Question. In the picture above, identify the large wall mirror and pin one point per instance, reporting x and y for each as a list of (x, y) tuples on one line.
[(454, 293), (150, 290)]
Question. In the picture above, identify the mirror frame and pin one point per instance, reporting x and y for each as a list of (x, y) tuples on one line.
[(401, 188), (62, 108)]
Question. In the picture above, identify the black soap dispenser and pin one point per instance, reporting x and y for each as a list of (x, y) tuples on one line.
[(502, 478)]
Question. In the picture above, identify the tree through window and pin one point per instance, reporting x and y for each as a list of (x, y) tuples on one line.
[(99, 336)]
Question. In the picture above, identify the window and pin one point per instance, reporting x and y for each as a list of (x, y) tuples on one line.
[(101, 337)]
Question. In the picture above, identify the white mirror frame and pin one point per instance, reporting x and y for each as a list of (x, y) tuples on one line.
·····
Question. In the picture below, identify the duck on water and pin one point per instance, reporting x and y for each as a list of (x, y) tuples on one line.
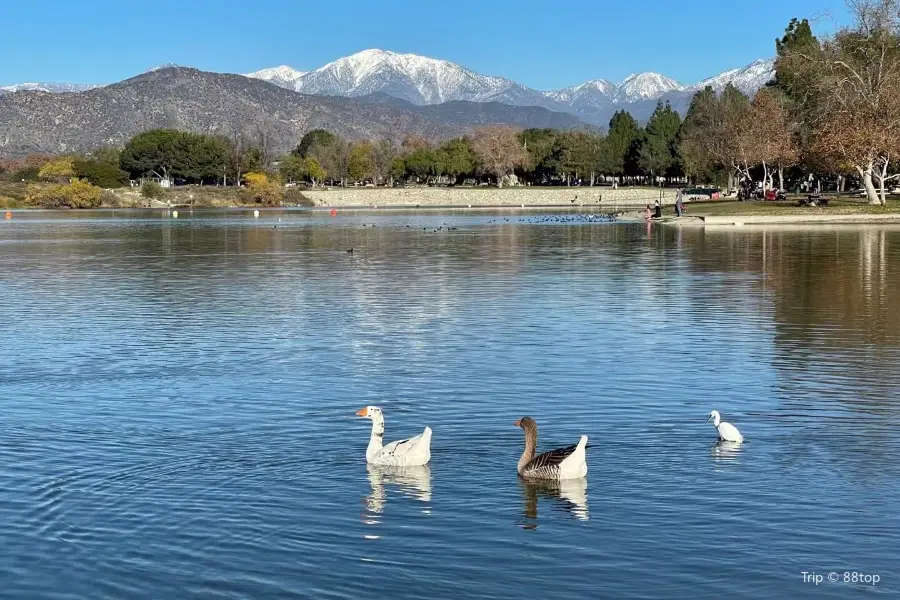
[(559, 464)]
·····
### What to work on:
Your task is to retype the entries verbatim, starting with the line that holds "Question. In the picture above, identify the large" and stopping after the line that holds "Question. In the picture above, identify the white".

### Response:
Question. In the picture above, identify the large wall mirror and pin one point per instance, reporting x and y for each as a list of (x, y) tuples on one line.
[(454, 293), (150, 290)]
Question. In the picture above, identify the mirror frame and pin one point per instance, reporting x and y for each as a list of (x, y) tuples on one line.
[(401, 188), (62, 108)]
Question. In the picture above, identify the black soap dispenser and pin one point per instance, reporting x and y for each as a list of (x, y) tuples on one line.
[(502, 478)]
Question. In the picture above, identify the tree through window and pin one point per instance, reporting x and y for each as a list of (x, y) tuples on one line.
[(99, 336)]
Question. In the picture above, identify the window and pin one point per instance, reporting x and y for each as a list of (x, y) tuples on one line.
[(101, 337)]
Question. In the picture above, identify the white mirror frame and pin one point per instance, reporting x and y for each as a list of (x, y) tuples on one line.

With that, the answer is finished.